Takenlijst:
[A] Beantwoord de volgende vragen over het fragment over de boekenclub:
(i) Welke soep werd er opgediend?
(ii) Op welk liedje van Paul Simon was de tekst voor B. gebaseerd?
(iii) Wat werd er als laatste gegeten?
[B] Neem het fragment over de boekenclub letterlijk over, tussen "Vanavond kan ik" en "te maken had.", beide inbegrepen.
[C] Vertaal de zin "Het was weer een gedenkwaardige boekenclub." uit het fragment over de boekenclub in het Engels.

Vanavond kan ik voor de tweede keer eten van de resten van het kleine buffetje dat ik voor de boekenclub gemaakt had. Na een wandeling over de hei in de late middagzon, begon meteen het smikkelen en dat ging door tot het einde, toen als laatste de tiramisu naar binnen werd gewerkt. In de tussentijd, vóór het opdienen van het kastanje-champignonsoepje deden H. en I. nog een workshopje, waarvan te voren over de mail werd opgedragen dat de rest, B. en ik, wél mee moesten doen en dat het met zingen te maken had.
Nou, zingen is een hartstochtelijke wens van mij, om dat te kunnen, maar ik kán het niet. Ik veroorzaak chaos en dat anderen uit de toon raken. Dat was toch bekend? Toen we alweer bijna vijf jaar geleden een liedje gingen zingen voor B. die toen 55 jaar werd, op een tekst die ik gemaakt had op het liedje Fifty Ways to Leave your Lover van Paul Simon, moest ik uiteindelijk toch maar mijn mond houden en met gebarentaal en uitbeelding bijdragen aan de feestvreugde.
Maar nu zou het oké zijn, als ik meezong en ja, het was bijzonder om in deze tijden juist dit liedje eerst te beluisteren, was de bedoeling, maar waar iedereen als spontaan al meezong en toen nóg een tweede keer, bij kaarsen en het licht van het computerscherm: Ain’t got no, I got life van Nina Simone. Als toegift, op aanvraag, bekeken en luisterden we naar Missisippi Burning, uit het begin van haar carrière, waar ze uit haar tenen met zoveel kracht en verzet zingt over de segregatie in haar land. Zij heeft een opleiding tot klassieke pianist gehad en bleek daarna in het witte Amerika niet aan de bak te kunnen komen.
Verzet, trauma, pijn, het is helaas van alle tijden. Levenslust en levensmoed ook. Dat lees je ook in alle literatuur die wij in de loop van al zoveel jaar tot ons hebben genomen, onderwerp van veel gedachtegangen en discussies. Het was weer een gedenkwaardige boekenclub.

Beeldgebonden aanwijsgegevens:
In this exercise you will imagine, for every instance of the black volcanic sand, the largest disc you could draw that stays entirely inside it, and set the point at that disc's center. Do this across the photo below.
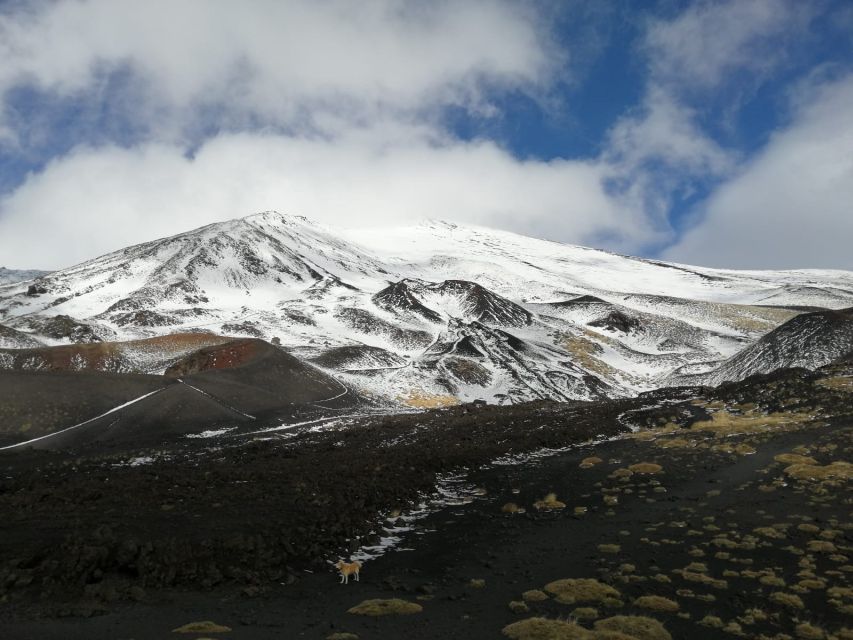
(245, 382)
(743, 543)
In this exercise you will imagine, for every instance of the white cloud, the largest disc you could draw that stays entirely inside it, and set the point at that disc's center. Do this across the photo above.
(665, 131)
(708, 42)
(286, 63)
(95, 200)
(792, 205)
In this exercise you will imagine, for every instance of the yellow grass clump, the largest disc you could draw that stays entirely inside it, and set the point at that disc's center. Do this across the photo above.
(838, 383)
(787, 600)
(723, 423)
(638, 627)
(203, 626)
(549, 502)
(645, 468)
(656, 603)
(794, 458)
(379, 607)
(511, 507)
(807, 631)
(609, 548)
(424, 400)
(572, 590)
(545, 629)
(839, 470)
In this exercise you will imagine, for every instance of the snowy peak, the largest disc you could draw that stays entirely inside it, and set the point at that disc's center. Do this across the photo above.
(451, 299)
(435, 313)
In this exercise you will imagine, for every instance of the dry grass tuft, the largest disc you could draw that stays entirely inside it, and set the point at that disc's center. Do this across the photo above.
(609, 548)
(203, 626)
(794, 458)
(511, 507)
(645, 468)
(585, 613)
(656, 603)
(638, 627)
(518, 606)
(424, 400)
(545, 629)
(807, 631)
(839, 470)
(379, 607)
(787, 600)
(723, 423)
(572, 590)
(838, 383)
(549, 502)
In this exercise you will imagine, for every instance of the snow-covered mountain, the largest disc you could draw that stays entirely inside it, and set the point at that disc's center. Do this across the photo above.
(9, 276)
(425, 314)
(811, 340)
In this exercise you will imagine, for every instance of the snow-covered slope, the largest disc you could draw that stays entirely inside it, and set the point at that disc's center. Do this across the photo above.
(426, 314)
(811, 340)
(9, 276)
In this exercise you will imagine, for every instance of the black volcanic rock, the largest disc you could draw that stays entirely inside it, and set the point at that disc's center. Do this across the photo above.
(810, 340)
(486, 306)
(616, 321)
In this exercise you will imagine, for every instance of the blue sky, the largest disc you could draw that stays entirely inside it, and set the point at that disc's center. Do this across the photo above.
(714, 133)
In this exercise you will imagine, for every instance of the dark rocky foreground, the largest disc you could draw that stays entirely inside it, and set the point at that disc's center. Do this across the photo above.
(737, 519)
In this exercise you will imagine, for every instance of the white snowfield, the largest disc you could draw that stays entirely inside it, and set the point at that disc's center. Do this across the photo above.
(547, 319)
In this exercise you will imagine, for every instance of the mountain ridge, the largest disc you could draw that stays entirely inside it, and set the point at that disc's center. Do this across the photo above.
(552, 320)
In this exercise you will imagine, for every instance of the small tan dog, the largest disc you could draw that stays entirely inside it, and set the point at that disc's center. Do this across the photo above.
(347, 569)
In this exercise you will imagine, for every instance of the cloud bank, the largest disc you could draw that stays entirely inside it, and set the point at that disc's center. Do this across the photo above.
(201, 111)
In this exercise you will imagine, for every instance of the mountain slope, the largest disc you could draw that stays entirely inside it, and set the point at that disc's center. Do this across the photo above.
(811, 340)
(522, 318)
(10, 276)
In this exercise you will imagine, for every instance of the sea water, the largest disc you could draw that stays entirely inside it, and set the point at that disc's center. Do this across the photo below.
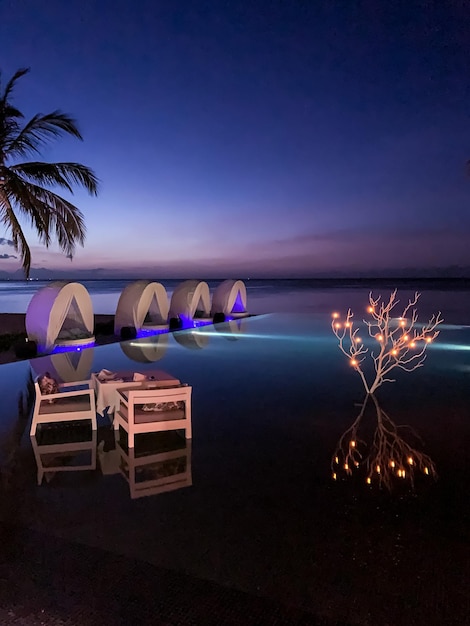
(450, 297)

Antwoorden:
[A]
(i) Een kastanje-champignonsoepje.
(ii) Fifty Ways to Leave your Lover.
(iii) De tiramisu.

[B]
Vanavond kan ik voor de tweede keer eten van de resten van het kleine buffetje dat ik voor de boekenclub gemaakt had. Na een wandeling over de hei in de late middagzon, begon meteen het smikkelen en dat ging door tot het einde, toen als laatste de tiramisu naar binnen werd gewerkt. In de tussentijd, vóór het opdienen van het kastanje-champignonsoepje deden H. en I. nog een workshopje, waarvan te voren over de mail werd opgedragen dat de rest, B. en ik, wél mee moesten doen en dat het met zingen te maken had.

[C] It was another memorable book club.